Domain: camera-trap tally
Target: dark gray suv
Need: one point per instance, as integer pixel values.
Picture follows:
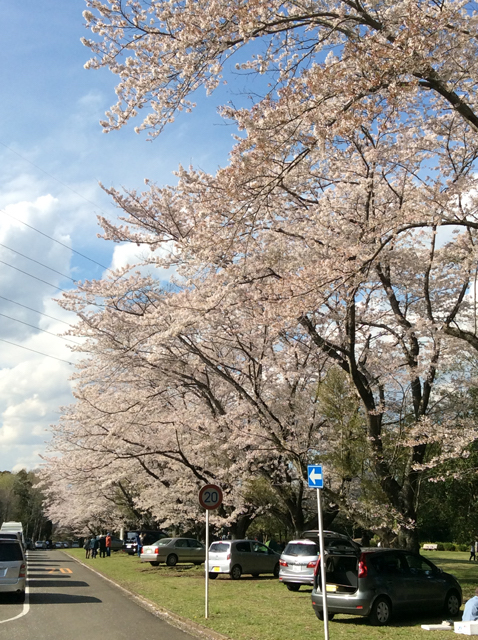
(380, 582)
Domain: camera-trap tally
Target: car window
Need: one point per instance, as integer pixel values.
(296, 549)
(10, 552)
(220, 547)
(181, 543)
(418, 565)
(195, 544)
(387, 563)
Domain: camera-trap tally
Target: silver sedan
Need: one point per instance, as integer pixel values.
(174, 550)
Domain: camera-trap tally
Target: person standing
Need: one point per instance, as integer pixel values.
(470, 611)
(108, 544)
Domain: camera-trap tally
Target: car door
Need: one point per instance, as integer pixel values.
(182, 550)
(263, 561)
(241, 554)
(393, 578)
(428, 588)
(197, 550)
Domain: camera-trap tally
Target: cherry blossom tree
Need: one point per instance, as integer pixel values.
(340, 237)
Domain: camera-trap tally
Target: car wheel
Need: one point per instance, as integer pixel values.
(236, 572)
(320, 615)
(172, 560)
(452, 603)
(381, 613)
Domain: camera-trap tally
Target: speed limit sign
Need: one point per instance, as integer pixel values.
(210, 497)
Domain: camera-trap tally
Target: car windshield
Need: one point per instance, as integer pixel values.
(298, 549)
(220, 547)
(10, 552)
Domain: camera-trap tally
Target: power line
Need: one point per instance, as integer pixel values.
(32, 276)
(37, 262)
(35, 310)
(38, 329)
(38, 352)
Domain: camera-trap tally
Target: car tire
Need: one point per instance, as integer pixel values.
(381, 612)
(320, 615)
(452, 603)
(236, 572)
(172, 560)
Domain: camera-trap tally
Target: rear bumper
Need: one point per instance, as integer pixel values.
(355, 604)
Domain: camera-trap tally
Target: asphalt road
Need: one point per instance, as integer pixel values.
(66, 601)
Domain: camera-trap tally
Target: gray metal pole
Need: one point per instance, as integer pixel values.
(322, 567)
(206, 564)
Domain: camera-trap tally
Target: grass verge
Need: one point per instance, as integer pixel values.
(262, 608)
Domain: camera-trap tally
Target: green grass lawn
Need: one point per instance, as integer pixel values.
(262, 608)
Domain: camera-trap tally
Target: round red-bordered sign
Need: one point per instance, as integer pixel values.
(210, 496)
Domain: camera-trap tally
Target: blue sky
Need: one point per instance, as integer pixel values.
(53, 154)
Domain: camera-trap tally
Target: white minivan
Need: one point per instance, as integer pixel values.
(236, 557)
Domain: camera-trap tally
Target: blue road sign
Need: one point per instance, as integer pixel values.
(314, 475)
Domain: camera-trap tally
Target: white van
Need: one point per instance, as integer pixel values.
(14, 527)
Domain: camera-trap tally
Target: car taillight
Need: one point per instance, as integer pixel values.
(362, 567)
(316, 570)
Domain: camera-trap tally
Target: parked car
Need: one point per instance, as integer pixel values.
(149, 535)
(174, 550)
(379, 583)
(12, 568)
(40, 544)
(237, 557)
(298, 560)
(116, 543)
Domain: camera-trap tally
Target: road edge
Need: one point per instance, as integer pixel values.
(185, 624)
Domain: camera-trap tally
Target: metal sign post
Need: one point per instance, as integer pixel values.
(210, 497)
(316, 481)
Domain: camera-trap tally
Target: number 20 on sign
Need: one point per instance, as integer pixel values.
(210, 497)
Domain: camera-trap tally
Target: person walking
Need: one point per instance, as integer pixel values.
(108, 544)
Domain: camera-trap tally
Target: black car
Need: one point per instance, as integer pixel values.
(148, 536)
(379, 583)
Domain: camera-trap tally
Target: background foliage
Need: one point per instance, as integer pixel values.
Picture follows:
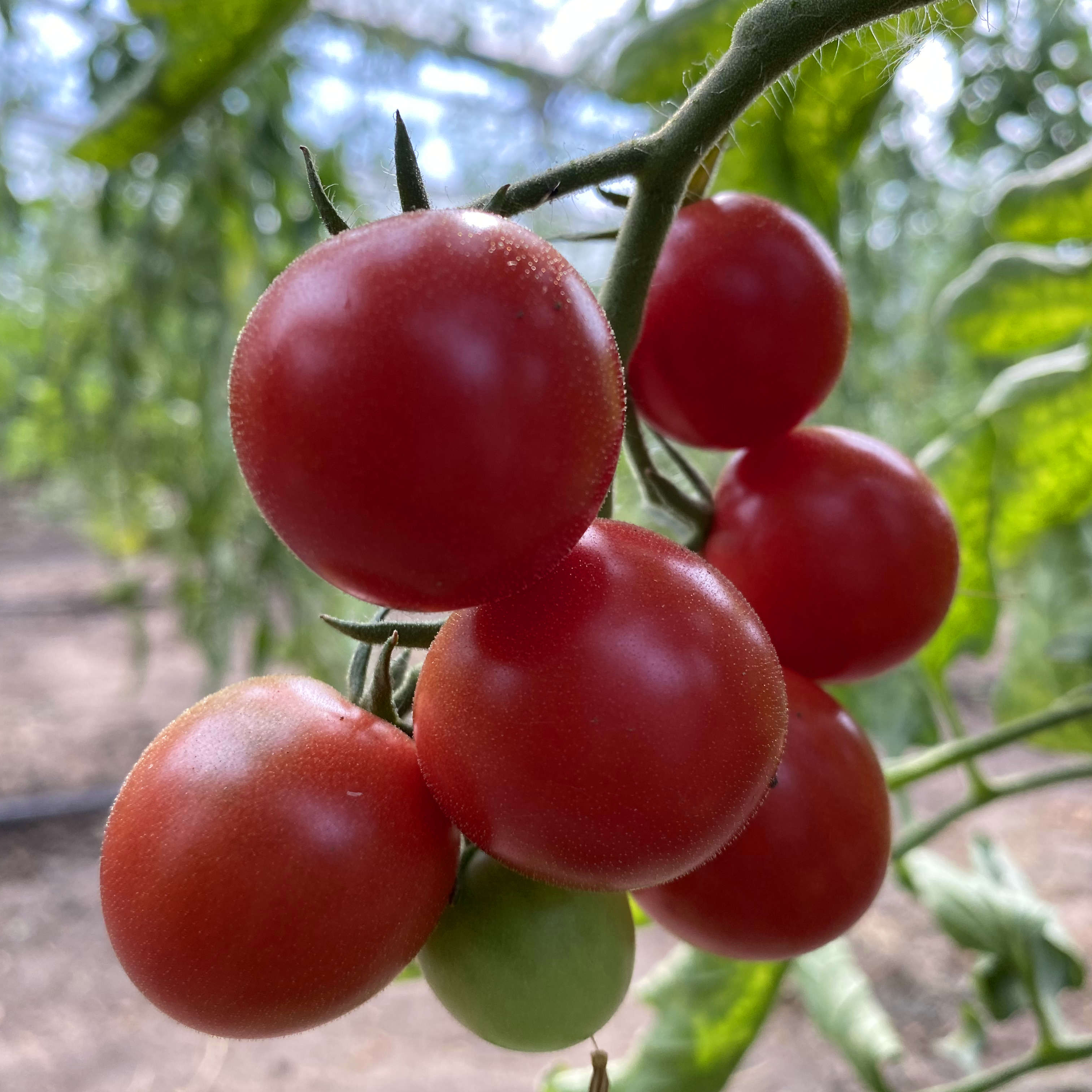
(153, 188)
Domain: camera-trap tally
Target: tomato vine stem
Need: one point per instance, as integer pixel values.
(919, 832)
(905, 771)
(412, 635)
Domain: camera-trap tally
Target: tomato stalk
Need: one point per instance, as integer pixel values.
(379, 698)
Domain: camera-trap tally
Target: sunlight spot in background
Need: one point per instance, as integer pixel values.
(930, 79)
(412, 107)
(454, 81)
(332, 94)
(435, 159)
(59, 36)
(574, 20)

**Your goal**.
Pictures excluded, repeat the material above from its first line through the line containing "Target: rear bumper", both included.

**Solution for this exercise**.
Domain: camera-trap tally
Target: dark gray suv
Need: one point per instance, as integer pixel values.
Picture follows:
(380, 582)
Domain: camera-trap tally
Target: car window
Need: one point per instance, as integer pixel values.
(296, 549)
(10, 552)
(220, 547)
(181, 543)
(418, 565)
(195, 544)
(387, 563)
Domain: camera-trap tally
Target: silver sedan
Need: one point per instance, as integer pixel values.
(174, 550)
Domain: camera-trap tally
Target: person standing
Need: one point per instance, as integer pixel values.
(470, 611)
(108, 544)
Domain: camera-trap tally
Target: car door
Need: one point per instance, as integer pixel values.
(182, 550)
(263, 561)
(241, 554)
(393, 578)
(428, 588)
(197, 550)
Domain: camera-trap tally
Target: cherry blossom tree
Need: one point per instance, as integer pixel values.
(340, 237)
Domain: camera-trap tally
Target: car wheel
Need: one point per instance, as integer pixel values.
(236, 572)
(320, 615)
(172, 560)
(452, 603)
(381, 613)
Domain: camera-trap tally
Target: speed limit sign
Need: one point per instance, as integer pixel values.
(210, 497)
Domain: camera-trap tally
Target: car windshield
Need: one point per instance, as integer pixel values.
(298, 549)
(220, 547)
(10, 552)
Domain: camera-trap tally
Target: power line
Need: one point per instance, as integer pixel values.
(32, 276)
(37, 262)
(35, 310)
(38, 329)
(38, 352)
Domain: camera-trap tally
Target: car tire
Need: one point per instance, as integer pixel values.
(381, 612)
(320, 615)
(452, 603)
(236, 572)
(172, 560)
Domain: camera-trap tally
Target: rear bumper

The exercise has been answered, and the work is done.